* TEXT SECTION:
Given the above stance, it seems appropriate to report occasionally on recent developments in medical costs and in cost projections. Let us begin with recent projection by the Congressional Budget Office (CBO) as reported in the New York Times.
For the third straight year the CBO has had to lower its Medicare cost projection below that of the previous year.
Two factors are at work in determining this decrease in costs: the financial crisis and its associated impact on consumer spending, and longer-term changes in the manner of healthcare delivery. Most who report on this issue believe that a significant fraction of the diminished rate of growth in costs is due to the latter factor. It seems the events surrounding the passage of the Affordable Care Act (Obamacare) and the terms of the new law have convinced the healthcare industry that it must change its ways of doing business. This article in Health Affairs provides a summary consistent with that point of view.
The Medicare Trustees issued their annual report recently. The New York Times provided analysis of the findings. The trustees are appropriately conservative and have previously included little if any savings from fundamental reform of healthcare delivery in their projections. While they project slightly lower programmatic spending in the near future, they attribute this to specific actions already taken by the administration.

Saved entries:
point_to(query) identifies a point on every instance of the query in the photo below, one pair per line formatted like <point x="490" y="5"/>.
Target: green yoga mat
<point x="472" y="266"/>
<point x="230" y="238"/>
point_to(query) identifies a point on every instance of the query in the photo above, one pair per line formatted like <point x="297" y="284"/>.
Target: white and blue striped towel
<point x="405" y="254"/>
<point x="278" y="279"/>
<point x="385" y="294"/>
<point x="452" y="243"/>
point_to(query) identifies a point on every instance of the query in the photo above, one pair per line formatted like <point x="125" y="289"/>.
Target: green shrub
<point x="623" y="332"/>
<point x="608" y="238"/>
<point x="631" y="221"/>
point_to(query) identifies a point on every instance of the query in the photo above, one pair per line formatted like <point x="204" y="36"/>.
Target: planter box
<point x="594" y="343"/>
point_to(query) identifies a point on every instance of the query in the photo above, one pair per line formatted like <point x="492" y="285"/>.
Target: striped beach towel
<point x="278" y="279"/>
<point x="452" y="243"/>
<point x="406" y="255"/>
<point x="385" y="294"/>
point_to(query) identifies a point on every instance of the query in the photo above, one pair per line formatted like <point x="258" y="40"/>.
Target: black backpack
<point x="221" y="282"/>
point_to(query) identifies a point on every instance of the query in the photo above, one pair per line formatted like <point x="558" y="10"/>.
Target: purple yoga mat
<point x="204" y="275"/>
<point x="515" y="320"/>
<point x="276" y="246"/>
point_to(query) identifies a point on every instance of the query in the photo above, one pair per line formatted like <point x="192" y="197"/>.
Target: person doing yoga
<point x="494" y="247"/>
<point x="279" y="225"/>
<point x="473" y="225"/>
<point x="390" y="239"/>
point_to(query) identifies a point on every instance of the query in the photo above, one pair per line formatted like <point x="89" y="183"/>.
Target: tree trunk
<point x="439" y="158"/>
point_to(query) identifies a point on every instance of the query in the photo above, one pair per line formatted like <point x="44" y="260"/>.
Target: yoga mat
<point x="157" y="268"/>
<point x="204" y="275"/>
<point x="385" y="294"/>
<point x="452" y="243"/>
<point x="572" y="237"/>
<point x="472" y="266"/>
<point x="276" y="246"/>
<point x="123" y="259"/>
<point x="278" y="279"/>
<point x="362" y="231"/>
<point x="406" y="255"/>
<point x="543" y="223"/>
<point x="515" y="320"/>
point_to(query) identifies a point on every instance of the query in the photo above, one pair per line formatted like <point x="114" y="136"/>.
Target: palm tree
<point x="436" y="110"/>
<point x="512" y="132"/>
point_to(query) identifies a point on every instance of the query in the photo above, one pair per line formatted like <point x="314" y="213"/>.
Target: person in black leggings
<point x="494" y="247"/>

* YOUR TASK:
In the text on Medicare cost projections, copy everything from "Given the above" down to "New York Times.", swapping "recent developments" for "new developments".

* OUTPUT:
Given the above stance, it seems appropriate to report occasionally on new developments in medical costs and in cost projections. Let us begin with recent projection by the Congressional Budget Office (CBO) as reported in the New York Times.